*** Opening Task inputs ***
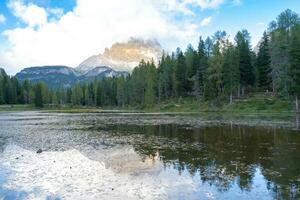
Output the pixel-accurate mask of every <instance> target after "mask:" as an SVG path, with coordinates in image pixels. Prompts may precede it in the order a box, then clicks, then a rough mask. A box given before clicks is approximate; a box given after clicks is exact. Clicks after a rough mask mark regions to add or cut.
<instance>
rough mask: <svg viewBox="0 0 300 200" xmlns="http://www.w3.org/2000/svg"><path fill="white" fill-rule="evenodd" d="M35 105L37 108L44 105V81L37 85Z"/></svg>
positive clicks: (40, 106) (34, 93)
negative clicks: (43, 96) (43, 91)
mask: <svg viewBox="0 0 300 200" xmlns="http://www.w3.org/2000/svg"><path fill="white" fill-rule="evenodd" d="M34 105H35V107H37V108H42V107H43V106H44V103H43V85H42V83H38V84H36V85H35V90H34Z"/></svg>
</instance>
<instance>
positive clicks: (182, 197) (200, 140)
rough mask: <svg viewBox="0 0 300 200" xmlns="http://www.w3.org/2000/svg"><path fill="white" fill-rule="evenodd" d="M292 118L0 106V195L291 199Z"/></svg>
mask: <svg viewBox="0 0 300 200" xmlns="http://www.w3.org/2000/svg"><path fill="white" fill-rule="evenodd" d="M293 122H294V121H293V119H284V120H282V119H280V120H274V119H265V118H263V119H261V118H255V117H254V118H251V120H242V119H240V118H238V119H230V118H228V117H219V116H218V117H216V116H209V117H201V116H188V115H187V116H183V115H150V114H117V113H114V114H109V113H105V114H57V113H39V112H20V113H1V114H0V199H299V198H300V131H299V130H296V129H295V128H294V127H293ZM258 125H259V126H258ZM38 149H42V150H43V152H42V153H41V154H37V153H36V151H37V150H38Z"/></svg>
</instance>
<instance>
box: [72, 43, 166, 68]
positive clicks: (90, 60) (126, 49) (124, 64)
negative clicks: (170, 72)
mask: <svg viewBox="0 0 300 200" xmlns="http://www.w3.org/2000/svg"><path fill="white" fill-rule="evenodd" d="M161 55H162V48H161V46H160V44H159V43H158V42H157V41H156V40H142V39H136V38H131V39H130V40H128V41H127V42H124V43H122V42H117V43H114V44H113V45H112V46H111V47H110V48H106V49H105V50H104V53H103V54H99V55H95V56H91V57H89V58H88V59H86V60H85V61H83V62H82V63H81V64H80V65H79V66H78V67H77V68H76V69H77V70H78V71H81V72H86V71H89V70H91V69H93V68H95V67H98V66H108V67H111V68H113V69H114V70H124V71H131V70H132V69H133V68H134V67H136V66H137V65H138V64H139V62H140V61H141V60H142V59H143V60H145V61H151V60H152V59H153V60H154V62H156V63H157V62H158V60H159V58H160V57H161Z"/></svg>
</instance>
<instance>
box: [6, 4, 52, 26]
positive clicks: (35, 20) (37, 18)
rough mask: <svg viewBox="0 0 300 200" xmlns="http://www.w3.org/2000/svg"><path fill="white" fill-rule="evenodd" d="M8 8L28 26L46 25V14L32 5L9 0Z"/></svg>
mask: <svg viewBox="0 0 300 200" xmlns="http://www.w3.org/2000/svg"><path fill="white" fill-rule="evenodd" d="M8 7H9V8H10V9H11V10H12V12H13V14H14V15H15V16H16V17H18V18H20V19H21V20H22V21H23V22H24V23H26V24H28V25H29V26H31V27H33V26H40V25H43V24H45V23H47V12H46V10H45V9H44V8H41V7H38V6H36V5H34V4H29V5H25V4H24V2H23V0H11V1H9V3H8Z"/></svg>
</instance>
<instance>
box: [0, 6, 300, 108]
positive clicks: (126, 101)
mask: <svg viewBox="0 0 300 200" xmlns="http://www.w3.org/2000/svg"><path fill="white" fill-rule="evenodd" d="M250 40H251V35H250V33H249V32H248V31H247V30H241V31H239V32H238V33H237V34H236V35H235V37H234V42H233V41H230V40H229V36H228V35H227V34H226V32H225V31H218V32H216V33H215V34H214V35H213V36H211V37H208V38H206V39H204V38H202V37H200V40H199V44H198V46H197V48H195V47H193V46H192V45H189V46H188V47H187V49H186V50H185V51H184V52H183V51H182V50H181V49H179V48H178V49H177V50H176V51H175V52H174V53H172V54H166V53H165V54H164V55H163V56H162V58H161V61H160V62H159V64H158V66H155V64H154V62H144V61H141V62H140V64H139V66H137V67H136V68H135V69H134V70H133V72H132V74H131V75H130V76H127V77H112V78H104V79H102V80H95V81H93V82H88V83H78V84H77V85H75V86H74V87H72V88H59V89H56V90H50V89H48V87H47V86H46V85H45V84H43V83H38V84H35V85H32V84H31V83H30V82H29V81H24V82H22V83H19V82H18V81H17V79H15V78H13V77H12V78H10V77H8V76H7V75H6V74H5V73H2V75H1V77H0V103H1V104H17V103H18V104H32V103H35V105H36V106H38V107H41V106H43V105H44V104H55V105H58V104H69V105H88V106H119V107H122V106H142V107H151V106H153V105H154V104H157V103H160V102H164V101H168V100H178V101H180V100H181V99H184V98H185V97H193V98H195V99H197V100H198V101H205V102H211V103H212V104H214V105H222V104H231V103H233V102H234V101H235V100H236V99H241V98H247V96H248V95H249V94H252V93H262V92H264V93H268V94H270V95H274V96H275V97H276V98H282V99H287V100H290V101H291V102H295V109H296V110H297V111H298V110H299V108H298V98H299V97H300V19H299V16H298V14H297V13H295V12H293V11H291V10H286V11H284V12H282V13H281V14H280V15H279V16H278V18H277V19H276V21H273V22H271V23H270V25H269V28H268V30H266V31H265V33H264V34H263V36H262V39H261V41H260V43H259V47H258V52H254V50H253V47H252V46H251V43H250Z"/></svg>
*** Closing Task inputs ***
The entries above are to be returned exactly, without their pictures.

Output the pixel-accurate mask of every <instance> target after "mask:" as an SVG path, with coordinates in image pixels. Prompts may precede it in the order a box, then clicks, then a rough mask. A box given before clicks is approximate; a box given after clicks is exact. Clicks after a rough mask mark regions to add or cut.
<instance>
rough mask: <svg viewBox="0 0 300 200" xmlns="http://www.w3.org/2000/svg"><path fill="white" fill-rule="evenodd" d="M35 105L37 108L44 105V81L37 85Z"/></svg>
positive clicks: (40, 106) (34, 93)
negative clicks: (43, 96) (43, 91)
mask: <svg viewBox="0 0 300 200" xmlns="http://www.w3.org/2000/svg"><path fill="white" fill-rule="evenodd" d="M34 105H35V107H37V108H42V107H43V106H44V103H43V85H42V83H38V84H36V85H35V90H34Z"/></svg>
</instance>
<instance>
positive clicks: (182, 197) (200, 140)
rough mask: <svg viewBox="0 0 300 200" xmlns="http://www.w3.org/2000/svg"><path fill="white" fill-rule="evenodd" d="M292 118L0 106V195L291 199Z"/></svg>
mask: <svg viewBox="0 0 300 200" xmlns="http://www.w3.org/2000/svg"><path fill="white" fill-rule="evenodd" d="M293 122H294V121H293V119H284V120H282V119H280V120H274V119H265V118H263V119H261V118H255V117H254V118H251V120H242V119H240V118H238V119H230V118H228V117H219V116H218V117H216V116H209V117H201V116H188V115H187V116H183V115H150V114H117V113H114V114H109V113H105V114H57V113H39V112H20V113H1V114H0V199H299V198H300V131H299V130H296V129H295V128H294V127H293ZM258 125H259V126H258ZM38 149H42V150H43V152H42V153H41V154H37V153H36V151H37V150H38Z"/></svg>
</instance>
<instance>
box: [72, 43, 166, 68]
positive clicks: (90, 60) (126, 49) (124, 64)
negative clicks: (170, 72)
mask: <svg viewBox="0 0 300 200" xmlns="http://www.w3.org/2000/svg"><path fill="white" fill-rule="evenodd" d="M161 55H162V48H161V46H160V44H159V43H158V42H157V41H156V40H142V39H136V38H131V39H130V40H128V41H127V42H124V43H122V42H117V43H114V44H113V45H112V46H111V47H110V48H106V49H105V50H104V53H103V54H99V55H95V56H91V57H89V58H88V59H86V60H85V61H83V62H82V63H81V64H80V65H79V66H78V67H77V68H76V69H77V70H78V71H81V72H86V71H89V70H91V69H93V68H95V67H98V66H108V67H111V68H113V69H114V70H124V71H131V70H132V69H133V68H134V67H136V66H137V65H138V64H139V62H140V61H141V60H142V59H143V60H145V61H151V60H152V59H153V60H154V62H156V63H157V62H158V60H159V58H160V57H161Z"/></svg>
</instance>
<instance>
box: [6, 4, 52, 26]
positive clicks: (35, 20) (37, 18)
rough mask: <svg viewBox="0 0 300 200" xmlns="http://www.w3.org/2000/svg"><path fill="white" fill-rule="evenodd" d="M8 8L28 26L46 25V14L32 5L9 0Z"/></svg>
mask: <svg viewBox="0 0 300 200" xmlns="http://www.w3.org/2000/svg"><path fill="white" fill-rule="evenodd" d="M8 7H9V8H10V9H11V10H12V12H13V14H14V15H15V16H16V17H18V18H20V19H21V20H22V21H23V22H24V23H26V24H28V25H29V26H31V27H33V26H40V25H43V24H45V23H47V12H46V10H45V9H44V8H41V7H38V6H36V5H34V4H29V5H25V4H24V2H23V0H11V1H9V3H8Z"/></svg>
</instance>
<instance>
box: [0, 6, 300, 108]
positive clicks: (126, 101)
mask: <svg viewBox="0 0 300 200" xmlns="http://www.w3.org/2000/svg"><path fill="white" fill-rule="evenodd" d="M250 40H251V35H250V33H249V32H248V31H247V30H241V31H239V32H238V33H237V34H236V35H235V37H234V42H233V41H230V40H229V36H228V35H227V34H226V32H225V31H218V32H216V33H215V34H214V35H213V36H211V37H208V38H206V39H204V38H202V37H200V40H199V44H198V46H197V48H195V47H193V46H192V45H189V46H188V47H187V49H186V50H185V51H184V52H183V51H182V50H181V49H179V48H178V49H177V50H176V51H175V52H174V53H172V54H166V53H165V54H164V55H163V56H162V58H161V61H160V62H159V64H158V66H155V64H154V62H144V61H141V62H140V64H139V66H137V67H136V68H135V69H134V70H133V72H132V74H131V75H130V76H127V77H112V78H104V79H102V80H95V81H93V82H88V83H78V84H77V85H75V86H74V87H72V88H59V89H56V90H50V89H48V87H47V86H46V85H45V84H43V83H38V84H35V85H32V84H31V83H30V82H29V81H24V82H22V83H19V82H18V81H17V79H15V78H13V77H12V78H10V77H8V76H7V75H6V74H5V73H2V75H1V77H0V103H1V104H17V103H18V104H32V103H35V105H36V106H38V107H41V106H43V105H44V104H55V105H58V104H69V105H88V106H119V107H122V106H142V107H151V106H153V105H154V104H157V103H160V102H164V101H168V100H178V101H180V100H181V99H184V98H185V97H193V98H195V99H197V100H198V101H205V102H211V103H212V104H214V105H222V104H231V103H233V102H234V101H235V100H236V99H241V98H247V96H248V95H249V94H252V93H262V92H264V93H268V94H270V95H274V96H275V97H276V98H282V99H287V100H290V101H291V102H295V109H296V110H297V111H298V110H299V108H298V98H299V97H300V19H299V16H298V14H297V13H295V12H293V11H291V10H286V11H284V12H282V13H281V14H280V15H279V16H278V18H277V19H276V21H273V22H271V23H270V25H269V28H268V30H266V31H265V33H264V34H263V36H262V39H261V41H260V43H259V47H258V52H254V50H253V47H252V46H251V43H250Z"/></svg>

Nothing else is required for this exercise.